Explore the material:
1. Could you write out the New Jersey criminal procedure guide from "The criminal legal" up to and including "evidence at trial."?
2. Answer these questions from the New Jersey criminal procedure guide:
(a) What must an officer have or have done in order to make an arrest?
(b) Which two rights does the guide list among the Miranda rights?
(c) Where does the booking process take place?
3. Can you carry the New Jersey criminal procedure guide forward, starting after its last sentence?

Extract to read:

= Beginning of Section =

Criminal Law Procedure in New Jersey

The criminal legal process in New Jersey is state-specific and can be overwhelming. Most states follow the same basic steps, but each can vary in its specific procedures. This guide details basic criminal procedures in New Jersey.

Basic Arrest Procedure

A police officer can arrest you if he or she believes an offense has taken place or is in the process of taking place. You're then taken into custody. In order to make the arrest, the officer must have probable cause, must have observed the crime, or must have a warrant for your arrest.

Miranda Warning

The State has the burden of proof to establish your guilt, and the arresting officer must inform you of your Miranda rights. These include the right to remain silent and the right to an attorney. If you're arrested without being told of your Miranda rights, nothing you said is admissible as evidence at trial.


The booking process is conducted after the arrest and it takes place at the jail. Your personal information is taken at this time. The process includes fingerprinting, photographing, and confiscating your personal belongings. In New Jersey, you'll receive a medical screening as well.

= End of Section =

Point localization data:
= Beginning of Section =

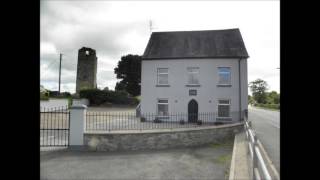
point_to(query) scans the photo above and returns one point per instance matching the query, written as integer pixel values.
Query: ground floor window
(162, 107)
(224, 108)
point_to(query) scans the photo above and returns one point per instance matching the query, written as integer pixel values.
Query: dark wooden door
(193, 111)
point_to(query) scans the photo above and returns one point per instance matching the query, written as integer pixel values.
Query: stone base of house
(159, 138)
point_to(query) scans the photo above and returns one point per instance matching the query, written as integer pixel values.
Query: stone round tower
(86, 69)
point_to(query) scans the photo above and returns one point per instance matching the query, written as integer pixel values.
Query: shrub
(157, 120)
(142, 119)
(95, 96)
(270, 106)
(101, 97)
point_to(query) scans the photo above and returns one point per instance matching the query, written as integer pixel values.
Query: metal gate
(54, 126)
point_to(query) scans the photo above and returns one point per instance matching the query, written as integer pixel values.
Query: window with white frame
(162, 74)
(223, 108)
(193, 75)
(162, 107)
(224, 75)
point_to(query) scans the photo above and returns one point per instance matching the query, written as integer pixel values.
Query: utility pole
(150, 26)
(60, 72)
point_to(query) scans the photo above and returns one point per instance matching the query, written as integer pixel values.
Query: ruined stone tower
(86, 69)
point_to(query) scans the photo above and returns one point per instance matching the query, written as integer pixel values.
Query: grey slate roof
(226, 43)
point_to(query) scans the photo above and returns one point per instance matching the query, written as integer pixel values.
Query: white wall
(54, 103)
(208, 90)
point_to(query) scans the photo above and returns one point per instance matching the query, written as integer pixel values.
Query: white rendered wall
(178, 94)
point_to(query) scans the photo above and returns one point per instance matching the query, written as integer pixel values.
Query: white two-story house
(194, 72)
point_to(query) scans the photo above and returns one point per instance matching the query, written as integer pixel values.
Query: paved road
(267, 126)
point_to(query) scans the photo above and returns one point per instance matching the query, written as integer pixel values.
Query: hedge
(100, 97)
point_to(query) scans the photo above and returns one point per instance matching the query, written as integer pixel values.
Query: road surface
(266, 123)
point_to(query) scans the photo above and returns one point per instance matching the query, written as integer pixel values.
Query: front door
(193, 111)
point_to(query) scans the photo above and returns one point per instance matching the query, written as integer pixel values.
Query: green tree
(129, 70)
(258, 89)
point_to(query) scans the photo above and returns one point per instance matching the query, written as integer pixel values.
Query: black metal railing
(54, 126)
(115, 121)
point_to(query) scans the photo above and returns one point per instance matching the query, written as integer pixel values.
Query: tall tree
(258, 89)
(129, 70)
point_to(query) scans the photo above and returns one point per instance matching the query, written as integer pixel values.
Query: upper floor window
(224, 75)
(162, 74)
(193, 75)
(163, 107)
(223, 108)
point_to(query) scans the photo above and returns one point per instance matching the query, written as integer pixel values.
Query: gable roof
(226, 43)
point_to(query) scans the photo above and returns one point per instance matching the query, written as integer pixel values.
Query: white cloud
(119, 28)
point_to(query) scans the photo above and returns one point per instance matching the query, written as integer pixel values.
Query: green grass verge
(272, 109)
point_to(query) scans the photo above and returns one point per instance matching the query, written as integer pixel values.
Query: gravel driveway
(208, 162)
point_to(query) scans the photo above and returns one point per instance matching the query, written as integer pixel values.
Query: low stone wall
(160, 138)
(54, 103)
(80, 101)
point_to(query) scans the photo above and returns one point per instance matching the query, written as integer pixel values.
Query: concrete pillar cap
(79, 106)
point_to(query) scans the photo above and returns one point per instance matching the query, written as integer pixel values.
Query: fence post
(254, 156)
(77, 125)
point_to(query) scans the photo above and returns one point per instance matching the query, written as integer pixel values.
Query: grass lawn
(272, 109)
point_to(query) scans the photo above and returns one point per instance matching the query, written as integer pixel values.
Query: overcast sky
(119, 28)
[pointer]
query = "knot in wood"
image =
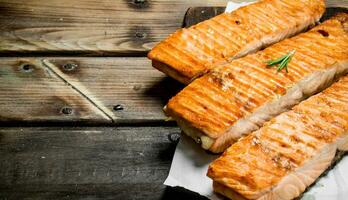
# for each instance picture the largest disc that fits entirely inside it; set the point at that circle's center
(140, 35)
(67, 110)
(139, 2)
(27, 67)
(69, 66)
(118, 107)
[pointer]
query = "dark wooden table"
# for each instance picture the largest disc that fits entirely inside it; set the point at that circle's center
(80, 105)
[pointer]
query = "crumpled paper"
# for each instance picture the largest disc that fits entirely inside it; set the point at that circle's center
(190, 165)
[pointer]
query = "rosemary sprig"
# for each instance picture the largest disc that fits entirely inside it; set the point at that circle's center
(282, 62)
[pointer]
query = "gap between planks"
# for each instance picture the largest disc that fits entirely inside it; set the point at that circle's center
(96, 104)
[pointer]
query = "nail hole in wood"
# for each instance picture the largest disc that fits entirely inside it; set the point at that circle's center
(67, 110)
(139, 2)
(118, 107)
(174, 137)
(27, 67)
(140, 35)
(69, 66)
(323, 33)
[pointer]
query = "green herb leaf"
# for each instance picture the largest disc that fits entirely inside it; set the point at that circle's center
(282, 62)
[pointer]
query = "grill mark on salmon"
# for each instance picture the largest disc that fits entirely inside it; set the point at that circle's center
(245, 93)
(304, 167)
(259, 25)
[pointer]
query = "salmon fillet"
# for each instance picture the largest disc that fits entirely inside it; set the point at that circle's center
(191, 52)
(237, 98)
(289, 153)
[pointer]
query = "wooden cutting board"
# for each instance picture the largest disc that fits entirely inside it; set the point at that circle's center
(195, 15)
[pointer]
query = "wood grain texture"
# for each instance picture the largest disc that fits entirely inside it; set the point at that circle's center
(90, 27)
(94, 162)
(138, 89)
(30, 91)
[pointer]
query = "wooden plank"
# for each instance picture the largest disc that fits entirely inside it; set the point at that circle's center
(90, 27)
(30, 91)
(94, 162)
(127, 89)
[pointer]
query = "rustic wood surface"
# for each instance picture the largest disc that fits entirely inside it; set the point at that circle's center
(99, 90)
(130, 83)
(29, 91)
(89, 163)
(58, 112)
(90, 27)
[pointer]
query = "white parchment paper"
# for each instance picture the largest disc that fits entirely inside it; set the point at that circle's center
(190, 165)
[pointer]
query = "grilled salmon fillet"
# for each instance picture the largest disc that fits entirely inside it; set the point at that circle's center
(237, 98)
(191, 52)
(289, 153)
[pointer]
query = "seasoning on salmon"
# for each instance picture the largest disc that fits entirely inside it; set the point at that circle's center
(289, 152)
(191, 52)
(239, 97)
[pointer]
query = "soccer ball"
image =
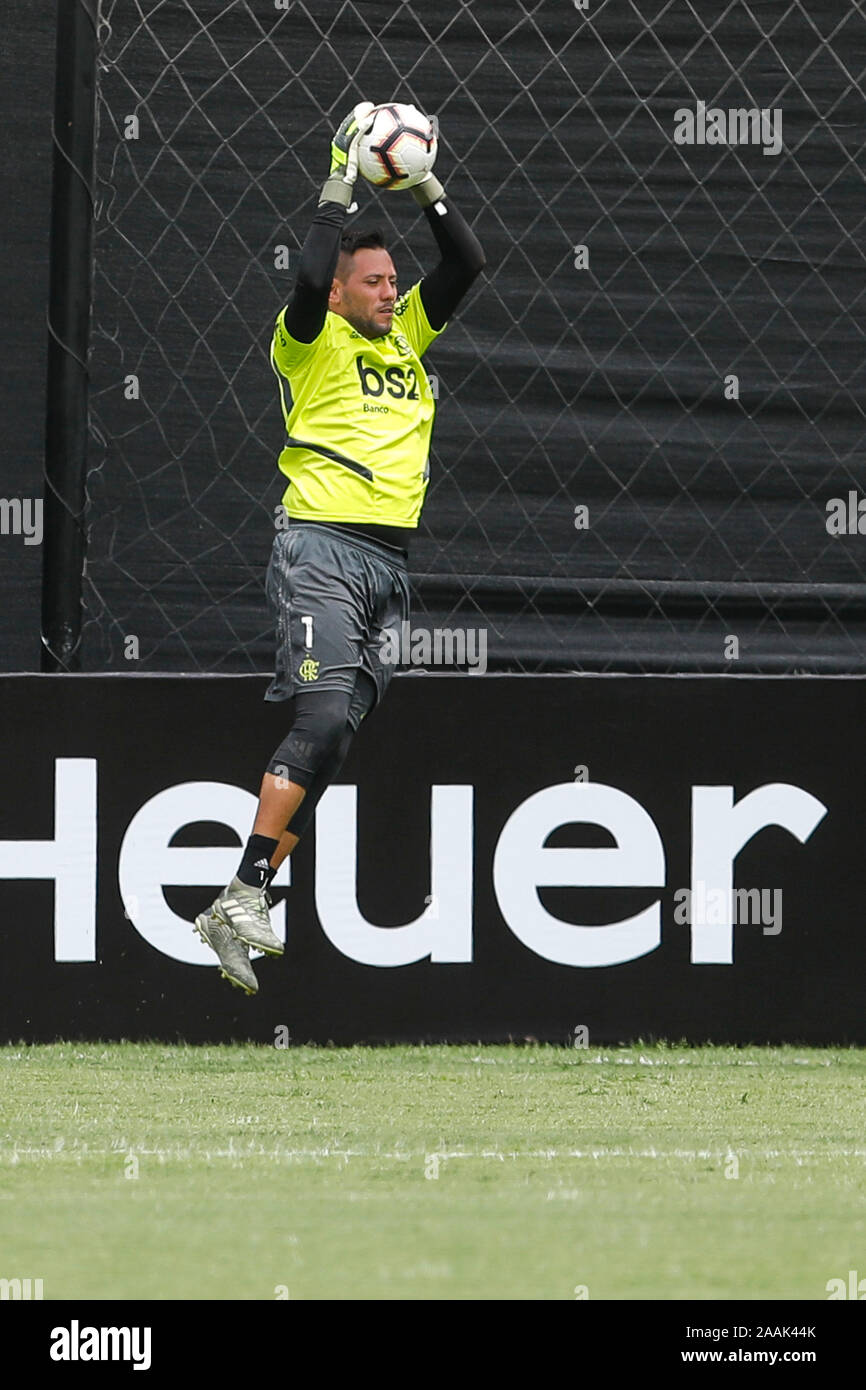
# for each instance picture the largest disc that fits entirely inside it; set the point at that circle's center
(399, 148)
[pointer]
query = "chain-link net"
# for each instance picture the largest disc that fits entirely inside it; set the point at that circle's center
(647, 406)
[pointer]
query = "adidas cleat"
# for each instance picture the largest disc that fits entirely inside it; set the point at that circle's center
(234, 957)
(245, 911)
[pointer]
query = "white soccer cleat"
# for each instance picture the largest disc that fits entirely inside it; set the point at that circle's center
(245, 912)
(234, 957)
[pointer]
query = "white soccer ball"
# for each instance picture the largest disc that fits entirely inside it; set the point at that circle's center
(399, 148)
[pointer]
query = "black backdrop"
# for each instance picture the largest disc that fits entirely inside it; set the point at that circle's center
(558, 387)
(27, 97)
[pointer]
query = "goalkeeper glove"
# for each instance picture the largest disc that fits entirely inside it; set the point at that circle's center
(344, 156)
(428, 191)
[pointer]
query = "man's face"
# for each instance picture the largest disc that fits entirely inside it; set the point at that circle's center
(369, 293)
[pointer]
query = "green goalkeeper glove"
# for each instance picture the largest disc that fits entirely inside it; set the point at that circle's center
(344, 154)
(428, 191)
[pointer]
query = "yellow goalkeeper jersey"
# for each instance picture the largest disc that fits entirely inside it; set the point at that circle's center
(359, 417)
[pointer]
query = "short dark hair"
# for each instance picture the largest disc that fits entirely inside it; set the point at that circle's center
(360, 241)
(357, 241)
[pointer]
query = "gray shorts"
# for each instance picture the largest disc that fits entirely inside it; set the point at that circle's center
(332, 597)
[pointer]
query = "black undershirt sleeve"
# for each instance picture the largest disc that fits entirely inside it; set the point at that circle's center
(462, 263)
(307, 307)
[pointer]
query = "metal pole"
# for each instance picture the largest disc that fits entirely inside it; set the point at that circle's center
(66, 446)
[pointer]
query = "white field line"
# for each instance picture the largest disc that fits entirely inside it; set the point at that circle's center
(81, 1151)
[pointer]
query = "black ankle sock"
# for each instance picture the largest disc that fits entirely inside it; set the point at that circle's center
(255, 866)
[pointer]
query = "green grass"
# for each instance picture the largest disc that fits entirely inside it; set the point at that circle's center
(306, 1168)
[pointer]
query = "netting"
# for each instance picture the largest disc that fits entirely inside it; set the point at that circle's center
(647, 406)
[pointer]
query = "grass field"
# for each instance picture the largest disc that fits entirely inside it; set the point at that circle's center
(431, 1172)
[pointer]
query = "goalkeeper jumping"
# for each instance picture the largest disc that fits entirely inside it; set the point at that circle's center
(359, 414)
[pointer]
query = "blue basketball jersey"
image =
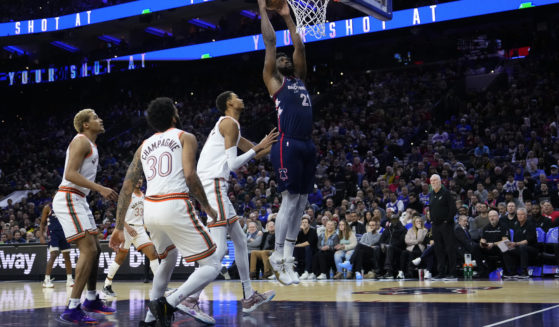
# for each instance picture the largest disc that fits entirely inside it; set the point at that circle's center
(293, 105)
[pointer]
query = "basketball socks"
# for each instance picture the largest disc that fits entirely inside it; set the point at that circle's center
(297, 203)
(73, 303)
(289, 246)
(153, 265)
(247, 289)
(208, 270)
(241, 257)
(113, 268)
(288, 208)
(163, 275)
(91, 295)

= End of Section =

Answer list:
1.
The criminal legal process in New Jersey is state-specific and can be overwhelming. Most states follow the same basic steps, but each can vary in its specific procedures. This guide details basic criminal procedures in New Jersey.

Basic Arrest Procedure

A police officer can arrest you if he or she believes an offense has taken place or is in the process of taking place. You're then taken into custody. In order to make the arrest, the officer must have probable cause, must have observed the crime, or must have a warrant for your arrest.

Miranda Warning

The State has the burden of proof to establish your guilt, and the arresting officer must inform you of your Miranda rights. These include the right to remain silent and the right to an attorney. If you're arrested without being told of your Miranda rights, nothing you said is admissible as evidence at trial.

2.
(a) The officer must have probable cause, must have observed the crime, or must have a warrant for the arrest.
(b) The right to remain silent and the right to an attorney.
(c) At the jail.

3.
Your First Appearance

When a complaint is issued, the defendant is either arrested or issued a summons to appear in court. This is known as a first appearance. In New Jersey, it's often combined with an arraignment. You can expect a first appearance hearing within a day of arrest, but it can take longer on weekends or holidays.

Bail and Release

Bail must be set within 12 hours of complaint issuance. All accused have the right to bail. Defendants are advised of their rights and bail is reviewed at the arraignment.

Plea Bargaining

The vast majority of criminal cases are resolved through plea bargaining during pretrial events. The prosecution and defense discuss a mutually satisfactory compromise subject to court approval. If no deal is reached, you're then charged.

Grand Jury Indictment

New Jersey’s pretrial procedure is a grand jury for felony cases. Grand juries determine probable cause. The proceeding is held in secret and the defendant is not permitted to attend. If you're not out on bail, your grand jury must take place within six days of your arrest. If the grand jury doesn’t believe there's enough evidence against you, you'll be released. If the grand jury finds that there is cause that you committed the crime, you'll be indicted.

Arraignment and Plea Options

Pre-arraignment conferences must be held no later than 21 days after indictment. A formal arraignment must be held no later than 50 days after an indictment. The criminal complaint, which includes the charges against you, is formally read at the arraignment and you'll make a plea. Defendants usually plead guilty or not guilty.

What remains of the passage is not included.